TO BE DONE. Render the records below as a numbered list, leaving out any blank lines.

Location identification items
%%

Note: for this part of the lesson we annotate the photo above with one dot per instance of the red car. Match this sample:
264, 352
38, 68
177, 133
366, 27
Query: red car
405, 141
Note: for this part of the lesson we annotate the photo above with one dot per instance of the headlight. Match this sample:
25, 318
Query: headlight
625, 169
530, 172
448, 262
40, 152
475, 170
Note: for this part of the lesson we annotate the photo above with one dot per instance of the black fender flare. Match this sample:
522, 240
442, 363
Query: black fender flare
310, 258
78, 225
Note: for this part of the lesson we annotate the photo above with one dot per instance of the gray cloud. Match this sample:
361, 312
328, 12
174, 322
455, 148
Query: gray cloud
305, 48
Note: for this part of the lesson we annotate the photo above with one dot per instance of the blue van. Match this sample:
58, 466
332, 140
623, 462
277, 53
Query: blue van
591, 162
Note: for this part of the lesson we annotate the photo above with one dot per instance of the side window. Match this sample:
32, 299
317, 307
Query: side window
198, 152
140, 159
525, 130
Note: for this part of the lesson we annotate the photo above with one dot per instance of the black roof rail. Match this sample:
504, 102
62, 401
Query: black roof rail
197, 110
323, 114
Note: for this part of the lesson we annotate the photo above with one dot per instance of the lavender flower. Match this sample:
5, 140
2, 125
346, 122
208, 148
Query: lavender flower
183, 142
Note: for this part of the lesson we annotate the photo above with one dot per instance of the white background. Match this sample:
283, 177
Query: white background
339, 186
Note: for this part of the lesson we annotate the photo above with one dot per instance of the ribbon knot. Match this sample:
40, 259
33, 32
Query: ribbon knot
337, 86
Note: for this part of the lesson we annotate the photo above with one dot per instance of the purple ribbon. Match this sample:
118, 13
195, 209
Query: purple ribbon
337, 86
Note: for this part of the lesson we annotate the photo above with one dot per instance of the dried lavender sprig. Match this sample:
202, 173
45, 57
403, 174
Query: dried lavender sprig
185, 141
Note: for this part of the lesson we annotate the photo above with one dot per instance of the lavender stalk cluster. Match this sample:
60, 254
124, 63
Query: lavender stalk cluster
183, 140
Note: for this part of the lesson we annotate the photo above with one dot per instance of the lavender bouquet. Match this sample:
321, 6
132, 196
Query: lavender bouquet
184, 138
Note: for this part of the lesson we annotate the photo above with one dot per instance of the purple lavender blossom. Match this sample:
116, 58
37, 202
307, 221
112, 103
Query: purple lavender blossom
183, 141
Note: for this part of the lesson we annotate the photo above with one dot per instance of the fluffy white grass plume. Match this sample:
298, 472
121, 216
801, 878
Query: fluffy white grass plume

%%

COMPLETE OUTPUT.
1. Note: for this part of the lesson we annotate the photo above with one dot per instance of the red car. Match this sample:
2. 264, 352
3. 38, 68
4. 177, 133
5. 366, 27
6. Query: red car
7. 405, 141
8. Note: for this part of the lesson we annotate the photo above with one dot per instance of the headlight. Match this sample:
9. 25, 318
10. Query: headlight
11. 625, 169
12. 530, 172
13. 448, 262
14. 40, 152
15. 475, 170
16. Note: for this part of the lesson we annotate the photo above with one dot per instance of the black fender flare. Match this sample:
17. 522, 240
18. 442, 363
19. Query: black fender flare
20. 310, 258
21. 78, 225
22. Note: for this part of the lesson we annotate the photo above with one dot per instance of the gray cloud. Match this sample:
23. 361, 312
24. 328, 12
25. 174, 322
26. 455, 148
27. Query: gray cloud
28. 305, 48
29. Note: for this part of the lesson we annotate the photo above with one dot per instance of the blue van. Match this sample:
30. 58, 466
31. 332, 140
32. 623, 462
33. 277, 53
34. Query: blue van
35. 591, 162
36. Note: for this part of the lesson we annotate the photo above with one dot per instance of the side window. Match this sample:
37. 32, 299
38. 317, 307
39. Query: side window
40. 198, 152
41. 140, 159
42. 525, 130
43. Note: for this part of the lesson we annotate the photo above with one dot per instance of the black roof rail. Match this sample:
44. 504, 102
45. 62, 401
46. Query: black roof rail
47. 197, 110
48. 323, 114
49. Note: for this part of the lesson we annotate the photo above with one dot per instance of the lavender flower. Match this sample:
50. 5, 140
51. 2, 125
52. 346, 122
53. 208, 148
54. Query: lavender flower
55. 183, 142
56. Note: for this part of the lesson we annotate the photo above with one dot per instance of the white background. Match this sample:
57. 283, 177
58. Query: white background
59. 339, 186
60. Note: for this part of the lesson we annotate the photo above with one dot per instance of the ribbon knot. Match this sample:
61. 40, 259
62. 33, 32
63. Query: ribbon knot
64. 337, 86
65. Note: for this part of the lesson we annotate the photo above with one dot per instance of the purple ribbon. Match this sample:
66. 118, 13
67. 195, 209
68. Query: purple ribbon
69. 337, 86
70. Note: for this part of the lesson we annotate the photo above with one dot per instance of the dried lavender sprig. Match this sample:
71. 202, 173
72. 45, 57
73. 403, 174
74. Query: dried lavender sprig
75. 185, 141
76. Note: for this part of the lesson we annotate the photo above with one dot per instance of the lavender stalk cluster. Match this sample:
77. 60, 254
78. 124, 63
79. Query: lavender stalk cluster
80. 183, 140
81. Note: for this part of the lesson we annotate the photo above with one dot per instance of the lavender bouquet. Match this sample:
82. 321, 6
83. 132, 196
84. Query: lavender bouquet
85. 184, 138
86. Note: for this part of the lesson we annotate the photo above with one dot per instance of the purple lavender blossom. Match this sample:
87. 116, 58
88. 37, 202
89. 307, 221
90. 112, 103
91. Query: purple lavender blossom
92. 183, 141
93. Note: for this part of the lesson we annotate the photo above with one dot per instance of the fluffy white grass plume. Match this sample:
94. 298, 472
95. 121, 216
96. 801, 878
97. Query: fluffy white grass plume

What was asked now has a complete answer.